Coordinate annotation records
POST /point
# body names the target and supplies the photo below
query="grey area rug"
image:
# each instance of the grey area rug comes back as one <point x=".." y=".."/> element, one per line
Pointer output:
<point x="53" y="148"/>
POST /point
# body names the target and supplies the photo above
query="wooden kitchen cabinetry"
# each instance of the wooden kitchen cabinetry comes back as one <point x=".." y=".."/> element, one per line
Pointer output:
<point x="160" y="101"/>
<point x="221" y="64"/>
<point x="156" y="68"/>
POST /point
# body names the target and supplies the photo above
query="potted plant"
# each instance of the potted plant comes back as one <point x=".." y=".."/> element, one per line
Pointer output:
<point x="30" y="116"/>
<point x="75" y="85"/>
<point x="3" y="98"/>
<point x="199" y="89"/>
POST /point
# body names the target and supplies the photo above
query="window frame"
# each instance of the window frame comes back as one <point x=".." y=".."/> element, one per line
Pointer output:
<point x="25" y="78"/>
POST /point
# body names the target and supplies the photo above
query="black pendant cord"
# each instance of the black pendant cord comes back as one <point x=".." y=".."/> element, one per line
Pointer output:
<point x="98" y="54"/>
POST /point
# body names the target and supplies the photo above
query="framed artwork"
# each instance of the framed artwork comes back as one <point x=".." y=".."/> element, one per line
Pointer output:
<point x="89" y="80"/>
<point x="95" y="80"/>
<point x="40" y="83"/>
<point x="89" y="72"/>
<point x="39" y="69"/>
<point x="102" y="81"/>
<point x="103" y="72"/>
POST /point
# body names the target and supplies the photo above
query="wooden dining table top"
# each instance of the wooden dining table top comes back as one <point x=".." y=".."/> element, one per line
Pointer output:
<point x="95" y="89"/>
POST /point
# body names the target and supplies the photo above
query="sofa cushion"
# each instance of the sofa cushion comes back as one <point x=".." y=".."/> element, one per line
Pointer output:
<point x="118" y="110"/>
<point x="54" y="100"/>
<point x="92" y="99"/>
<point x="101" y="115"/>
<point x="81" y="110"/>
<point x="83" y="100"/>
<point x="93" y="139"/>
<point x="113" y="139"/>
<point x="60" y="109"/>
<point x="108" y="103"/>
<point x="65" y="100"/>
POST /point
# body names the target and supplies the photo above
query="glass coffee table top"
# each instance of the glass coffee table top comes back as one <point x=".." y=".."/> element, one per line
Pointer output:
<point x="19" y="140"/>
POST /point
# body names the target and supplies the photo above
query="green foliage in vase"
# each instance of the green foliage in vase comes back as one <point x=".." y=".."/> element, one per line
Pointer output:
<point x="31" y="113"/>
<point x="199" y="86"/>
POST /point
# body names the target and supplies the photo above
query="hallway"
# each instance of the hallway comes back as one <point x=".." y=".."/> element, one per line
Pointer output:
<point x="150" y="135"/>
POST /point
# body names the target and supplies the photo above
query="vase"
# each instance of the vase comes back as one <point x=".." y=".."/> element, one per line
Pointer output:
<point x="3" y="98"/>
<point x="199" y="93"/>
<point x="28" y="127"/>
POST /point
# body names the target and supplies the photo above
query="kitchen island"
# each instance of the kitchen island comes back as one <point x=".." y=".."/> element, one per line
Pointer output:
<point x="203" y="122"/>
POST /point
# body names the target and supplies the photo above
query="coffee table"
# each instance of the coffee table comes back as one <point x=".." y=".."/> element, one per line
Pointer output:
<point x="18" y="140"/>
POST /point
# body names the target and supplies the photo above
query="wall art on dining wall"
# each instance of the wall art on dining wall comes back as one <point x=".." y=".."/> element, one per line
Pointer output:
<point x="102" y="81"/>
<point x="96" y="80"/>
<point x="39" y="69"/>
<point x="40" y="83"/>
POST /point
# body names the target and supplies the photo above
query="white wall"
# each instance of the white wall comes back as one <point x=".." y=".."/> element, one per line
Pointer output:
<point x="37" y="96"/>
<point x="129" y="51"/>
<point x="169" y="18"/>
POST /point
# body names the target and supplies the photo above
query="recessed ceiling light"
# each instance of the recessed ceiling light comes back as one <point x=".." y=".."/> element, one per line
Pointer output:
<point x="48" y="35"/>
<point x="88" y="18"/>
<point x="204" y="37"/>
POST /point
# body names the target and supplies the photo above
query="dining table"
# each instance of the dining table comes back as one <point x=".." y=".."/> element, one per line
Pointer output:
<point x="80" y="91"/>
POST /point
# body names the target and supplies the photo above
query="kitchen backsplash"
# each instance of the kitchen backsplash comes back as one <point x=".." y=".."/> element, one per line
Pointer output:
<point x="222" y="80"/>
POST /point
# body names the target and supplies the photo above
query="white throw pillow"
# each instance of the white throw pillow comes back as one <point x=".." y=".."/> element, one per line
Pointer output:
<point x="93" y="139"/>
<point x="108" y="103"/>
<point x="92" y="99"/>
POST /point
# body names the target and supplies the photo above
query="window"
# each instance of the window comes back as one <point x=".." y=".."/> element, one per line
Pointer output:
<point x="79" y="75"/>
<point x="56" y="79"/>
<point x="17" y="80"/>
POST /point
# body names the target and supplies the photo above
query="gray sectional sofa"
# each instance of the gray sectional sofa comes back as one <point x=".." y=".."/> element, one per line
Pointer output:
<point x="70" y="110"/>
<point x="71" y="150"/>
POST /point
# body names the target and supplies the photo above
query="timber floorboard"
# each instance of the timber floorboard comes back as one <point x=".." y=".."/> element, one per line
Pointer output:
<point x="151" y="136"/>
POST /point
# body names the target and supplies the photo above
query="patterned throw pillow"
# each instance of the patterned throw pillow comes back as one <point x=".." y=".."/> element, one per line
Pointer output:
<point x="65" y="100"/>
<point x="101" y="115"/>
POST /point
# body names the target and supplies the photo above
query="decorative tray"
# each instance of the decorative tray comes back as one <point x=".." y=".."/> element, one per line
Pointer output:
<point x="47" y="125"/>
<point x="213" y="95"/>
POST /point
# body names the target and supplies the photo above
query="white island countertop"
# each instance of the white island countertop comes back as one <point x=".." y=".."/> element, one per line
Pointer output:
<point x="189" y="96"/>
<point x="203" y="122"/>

EXERCISE DESCRIPTION
Would you restate each of the entries word for word?

CORRECT ANSWER
POST /point
# body names the target and supplies the photo below
query="grey area rug"
image:
# each instance of the grey area rug comes back as one <point x=".." y=".."/> element, one per line
Pointer output:
<point x="53" y="148"/>
POST /point
# body names the target and supplies the photo above
query="wooden kitchen cabinetry"
# each instance of the wooden kitchen cabinetry comes back as one <point x=".." y=".."/> element, one per line
Pointer output:
<point x="160" y="101"/>
<point x="221" y="64"/>
<point x="156" y="68"/>
POST /point
# body names the target and supplies the photo above
query="potted plant"
# each instance of the potted plant comes back as one <point x=".." y=".."/> element, one per line
Pointer output:
<point x="30" y="116"/>
<point x="75" y="85"/>
<point x="3" y="98"/>
<point x="199" y="89"/>
POST /point
# body names the target and supplies the photo above
query="window frame"
# each instance of the window frame comes back as one <point x=".." y=".."/> element, one per line
Pointer output:
<point x="25" y="78"/>
POST /point
# body names the target and supplies the photo above
query="black pendant cord"
# each instance of the black pendant cord comes back as one <point x=".." y=".."/> element, one per line
Pointer output:
<point x="98" y="54"/>
POST /point
# body names the target and supplies the photo above
query="framed artwork"
# each instance of the framed artwork comes back as one <point x=".." y=".."/> element, one per line
Pointer output:
<point x="89" y="80"/>
<point x="95" y="80"/>
<point x="40" y="83"/>
<point x="89" y="72"/>
<point x="39" y="69"/>
<point x="102" y="81"/>
<point x="103" y="72"/>
POST /point
# body names the target and supplies the photo above
query="wooden dining table top"
# each instance of the wooden dining table top comes back as one <point x=".." y=".."/> element, one per line
Pointer output:
<point x="95" y="89"/>
POST /point
# body names the target and supplies the photo above
query="sofa cushion"
# each instance of the sofa cushion comes back as one <point x=".." y=".."/> element, one per line
Pointer output:
<point x="118" y="110"/>
<point x="54" y="100"/>
<point x="92" y="99"/>
<point x="101" y="115"/>
<point x="81" y="110"/>
<point x="83" y="100"/>
<point x="93" y="139"/>
<point x="113" y="139"/>
<point x="60" y="109"/>
<point x="108" y="103"/>
<point x="65" y="100"/>
POST /point
# body names the target and supplies the photo above
query="glass coffee table top"
# each instance of the glass coffee table top comes back as one <point x=".." y=".."/> element, one per line
Pointer output:
<point x="19" y="140"/>
POST /point
# body names the target and supplies the photo above
query="green foliage in vase"
# each instance of the green foliage in vase comes back as one <point x=".." y=".."/> element, one per line
Pointer output:
<point x="31" y="113"/>
<point x="199" y="86"/>
POST /point
# body names the target and supplies the photo above
query="hallway"
# each instance of the hallway comes back as one <point x=".." y=".."/> element, one per line
Pointer output:
<point x="150" y="135"/>
POST /point
# body names the target and supplies the photo above
query="vase"
# each instance of the vase comes back as one <point x=".." y=".."/> element, one per line
Pointer output:
<point x="3" y="98"/>
<point x="199" y="93"/>
<point x="28" y="127"/>
POST /point
# body names the target and supplies the photo above
query="kitchen island"
# each instance of the kitchen island comes back as one <point x=".." y=".."/> element, one per line
Pointer output:
<point x="203" y="122"/>
POST /point
# body names the target and supplies the photo above
query="coffee table"
# each instance of the coffee table comes back as one <point x=".." y=".."/> element, one per line
Pointer output:
<point x="18" y="140"/>
POST /point
# body names the target and supplies the photo above
query="wall art on dining wall"
# each instance of the wall art on dining wall comes back as one <point x=".." y=".."/> element, one per line
Pointer output:
<point x="102" y="81"/>
<point x="96" y="80"/>
<point x="39" y="69"/>
<point x="40" y="83"/>
POST /point
# body names the target and supplies the photo above
query="white wall"
# each instance of the white wall comes back as one <point x=".." y=".."/> element, one per line
Pointer output:
<point x="37" y="96"/>
<point x="129" y="51"/>
<point x="169" y="18"/>
POST /point
# body names the target and supplies the photo above
query="recessed ceiling light"
# each instance of the recessed ceiling light comes back as one <point x=".." y=".."/> element, one per line
Pointer output:
<point x="48" y="35"/>
<point x="88" y="18"/>
<point x="204" y="37"/>
POST /point
# body names the target and supplies the photo above
query="dining table"
# each instance of the dining table comes back as one <point x=".." y=".."/> element, one per line
Pointer output:
<point x="80" y="91"/>
POST /point
# body names the target and supplies the photo above
query="kitchen backsplash"
# each instance of the kitchen backsplash comes back as one <point x=".." y=".."/> element, one per line
Pointer output:
<point x="222" y="80"/>
POST /point
# body names the target and supplies the photo above
query="white throw pillow"
# each instance of the white throw pillow comes back as one <point x=".." y=".."/> element, one per line
Pointer output:
<point x="93" y="139"/>
<point x="108" y="103"/>
<point x="92" y="99"/>
POST /point
# body names the target and supplies the photo above
query="window"
# each instance of the window comes back as one <point x=".." y=".."/> element, one per line
Pointer output:
<point x="79" y="75"/>
<point x="56" y="79"/>
<point x="17" y="80"/>
POST /point
# body names the target and supplies the photo above
query="gray sectional sofa"
# each instance of the gray sectional sofa comes back as one <point x=".." y=".."/> element, one per line
Pointer output:
<point x="70" y="110"/>
<point x="71" y="150"/>
POST /point
# body names the target and supplies the photo above
query="timber floorboard"
# each instance of the timber floorboard comes back as one <point x=".." y=".."/> element, one per line
Pointer output:
<point x="151" y="136"/>
POST /point
# body names the target and supplies the photo above
query="patterned throw pillow"
# each instance of the patterned throw pillow comes back as one <point x=".." y=".."/> element, one per line
Pointer output:
<point x="65" y="100"/>
<point x="101" y="115"/>
POST /point
# body names the target and supplies the photo above
query="decorative tray"
# each instance of the decorative tray comes back as one <point x=".." y=".."/> element, one per line
Pointer output:
<point x="47" y="125"/>
<point x="213" y="95"/>
POST /point
# body names the target and supplies the photo above
query="white island countertop"
# each instance of the white island countertop comes back as one <point x=".." y=".."/> element, one per line
Pointer output:
<point x="189" y="96"/>
<point x="203" y="122"/>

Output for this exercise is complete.